+++ Provided material

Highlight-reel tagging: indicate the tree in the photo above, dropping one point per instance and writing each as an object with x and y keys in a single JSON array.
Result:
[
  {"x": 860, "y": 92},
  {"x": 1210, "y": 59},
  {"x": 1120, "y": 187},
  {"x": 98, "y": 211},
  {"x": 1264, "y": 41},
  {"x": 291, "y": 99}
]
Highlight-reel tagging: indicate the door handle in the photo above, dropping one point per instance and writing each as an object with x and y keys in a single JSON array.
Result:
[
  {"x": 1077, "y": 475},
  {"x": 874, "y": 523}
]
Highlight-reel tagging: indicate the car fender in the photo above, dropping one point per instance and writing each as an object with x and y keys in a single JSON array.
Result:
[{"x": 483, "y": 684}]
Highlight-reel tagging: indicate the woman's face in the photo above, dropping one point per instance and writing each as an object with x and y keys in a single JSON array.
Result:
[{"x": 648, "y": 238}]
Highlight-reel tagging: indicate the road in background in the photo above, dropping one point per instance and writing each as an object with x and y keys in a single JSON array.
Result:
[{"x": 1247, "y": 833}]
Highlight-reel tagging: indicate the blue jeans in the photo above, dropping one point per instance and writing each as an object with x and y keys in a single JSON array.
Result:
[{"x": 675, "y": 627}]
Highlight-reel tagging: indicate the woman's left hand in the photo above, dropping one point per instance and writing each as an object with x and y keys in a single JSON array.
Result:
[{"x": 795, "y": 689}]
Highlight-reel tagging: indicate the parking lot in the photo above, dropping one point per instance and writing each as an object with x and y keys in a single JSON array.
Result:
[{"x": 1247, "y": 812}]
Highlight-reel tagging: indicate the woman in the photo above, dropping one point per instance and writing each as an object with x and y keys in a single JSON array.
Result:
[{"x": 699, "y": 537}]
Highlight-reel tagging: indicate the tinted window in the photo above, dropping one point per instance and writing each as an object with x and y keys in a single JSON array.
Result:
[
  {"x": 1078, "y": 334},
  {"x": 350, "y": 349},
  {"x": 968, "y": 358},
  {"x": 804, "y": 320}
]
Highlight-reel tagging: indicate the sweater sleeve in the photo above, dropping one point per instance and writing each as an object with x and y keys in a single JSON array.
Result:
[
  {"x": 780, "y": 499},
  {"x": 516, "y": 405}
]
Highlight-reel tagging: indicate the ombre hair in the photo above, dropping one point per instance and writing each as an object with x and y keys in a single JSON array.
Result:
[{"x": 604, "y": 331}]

++++++

(Exercise requirements)
Copy all of the data above, line for line and without any changes.

(Result)
Highlight-reel tagging: indicate the tree in the photo above, dropping one point per instance and writing each as an object with x and y keys in a single JSON array.
Result:
[
  {"x": 860, "y": 92},
  {"x": 1210, "y": 59},
  {"x": 1120, "y": 187},
  {"x": 98, "y": 211},
  {"x": 1264, "y": 41},
  {"x": 291, "y": 99}
]
Highlight-reel tagging: indicate the door handle in the photo above, dropping one point per instance and writing each as an object with x and y keys in a single JSON array.
Result:
[
  {"x": 1077, "y": 475},
  {"x": 874, "y": 523}
]
Highlight-reel tagging: indicate the car fender in the photo above, dropping one point per instance and writing each as an object with x and y keys in a single JSON array.
Result:
[{"x": 483, "y": 684}]
Highlight-reel tagging: indicate the woman's face in the photo above, dropping one point per instance and writing each as an object with x and y keys in a single JSON array.
Result:
[{"x": 648, "y": 238}]
Highlight-reel tagging: indicate the road in background in the photo above, dropping one point per instance and writing each as an object with x and y keys in a single JSON array.
Result:
[{"x": 1247, "y": 833}]
Highlight-reel tagging: indicate the blue jeans in the photo above, dropping one point per instance and writing each as an object with x and y keys in a single JSON array.
Result:
[{"x": 675, "y": 627}]
Highlight-reel tagging: indicate the woman's left hand in the photo above, dropping one point per instance and writing each as an object with x and y keys in a single JSON array.
Result:
[{"x": 795, "y": 689}]
Highlight-reel tagging: indicate the parking lot in the photo above, dropping one point per instance and writing each as an object with x and y keys in a single JSON array.
Result:
[{"x": 1247, "y": 812}]
Highlight-reel tagging: indicate the woman in the photo above, dropping one point per instance and writing each as an object with x and y keys in a single JSON array.
Result:
[{"x": 699, "y": 537}]
Highlight-reel tagging: indicate the tinted window in the photo above, dropping one point per instance and writing each as an object with x and y keys in a single JSON array.
Result:
[
  {"x": 1078, "y": 334},
  {"x": 350, "y": 349},
  {"x": 968, "y": 358},
  {"x": 804, "y": 320}
]
Highlight-reel tagging: indicate the sweater sleeve in the photo above, dropping one point per instance and writing each as an object with x and y keys in a single JSON array.
Result:
[
  {"x": 780, "y": 499},
  {"x": 516, "y": 405}
]
Highlight-reel tagging: indicate the ombre hair in the photo above, dropping one point per instance and writing each as an object with x and y keys in a single JSON array.
Result:
[{"x": 604, "y": 331}]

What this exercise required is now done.